== What to work on ==
Copy out each line containing "building" from the entries below.
─── Data under study
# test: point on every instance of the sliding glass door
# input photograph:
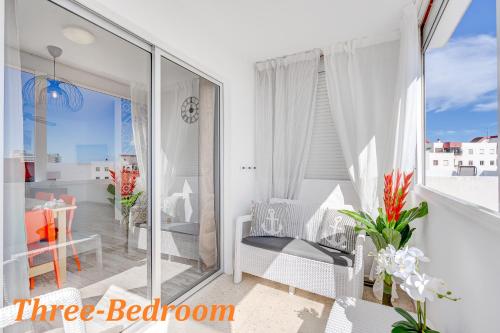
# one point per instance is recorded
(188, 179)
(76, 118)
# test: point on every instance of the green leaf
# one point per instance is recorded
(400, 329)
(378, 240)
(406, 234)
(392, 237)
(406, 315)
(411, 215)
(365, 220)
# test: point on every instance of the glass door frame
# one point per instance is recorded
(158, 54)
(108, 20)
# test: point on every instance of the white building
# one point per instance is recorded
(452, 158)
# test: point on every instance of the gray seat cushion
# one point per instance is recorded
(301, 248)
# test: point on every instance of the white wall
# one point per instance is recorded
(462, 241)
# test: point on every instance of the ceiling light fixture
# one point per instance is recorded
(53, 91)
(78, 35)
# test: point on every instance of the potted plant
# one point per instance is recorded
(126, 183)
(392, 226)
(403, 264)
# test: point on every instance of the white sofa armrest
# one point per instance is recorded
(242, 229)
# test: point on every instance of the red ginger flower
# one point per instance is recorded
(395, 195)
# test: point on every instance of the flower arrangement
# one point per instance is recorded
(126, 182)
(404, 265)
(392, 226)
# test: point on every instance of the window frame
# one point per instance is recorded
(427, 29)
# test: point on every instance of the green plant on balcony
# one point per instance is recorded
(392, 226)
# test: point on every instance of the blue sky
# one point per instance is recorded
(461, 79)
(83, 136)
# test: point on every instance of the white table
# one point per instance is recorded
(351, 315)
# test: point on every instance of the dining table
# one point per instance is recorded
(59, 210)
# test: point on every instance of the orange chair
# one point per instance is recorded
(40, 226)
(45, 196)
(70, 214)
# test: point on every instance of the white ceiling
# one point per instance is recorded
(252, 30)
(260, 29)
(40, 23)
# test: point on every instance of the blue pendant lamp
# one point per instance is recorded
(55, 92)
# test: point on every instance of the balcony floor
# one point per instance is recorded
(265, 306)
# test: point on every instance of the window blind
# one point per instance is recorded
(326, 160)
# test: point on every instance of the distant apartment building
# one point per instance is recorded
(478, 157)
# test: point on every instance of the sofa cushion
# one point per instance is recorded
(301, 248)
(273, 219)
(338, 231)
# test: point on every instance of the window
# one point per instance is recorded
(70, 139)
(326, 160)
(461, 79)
──────
─── Data under study
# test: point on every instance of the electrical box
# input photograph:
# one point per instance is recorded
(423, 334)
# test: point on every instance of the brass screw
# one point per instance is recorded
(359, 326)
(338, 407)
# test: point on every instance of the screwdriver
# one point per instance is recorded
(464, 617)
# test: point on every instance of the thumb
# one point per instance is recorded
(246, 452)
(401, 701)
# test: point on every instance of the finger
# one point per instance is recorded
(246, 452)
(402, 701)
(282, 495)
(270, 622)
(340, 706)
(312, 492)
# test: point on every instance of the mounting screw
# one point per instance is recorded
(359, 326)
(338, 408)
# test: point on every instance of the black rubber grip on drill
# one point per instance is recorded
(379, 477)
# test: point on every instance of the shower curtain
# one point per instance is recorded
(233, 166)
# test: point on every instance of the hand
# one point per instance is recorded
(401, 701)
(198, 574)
──────
== Result of this task ==
# test: point on every instance of the white building
# test: point on every instance of the distant apartment building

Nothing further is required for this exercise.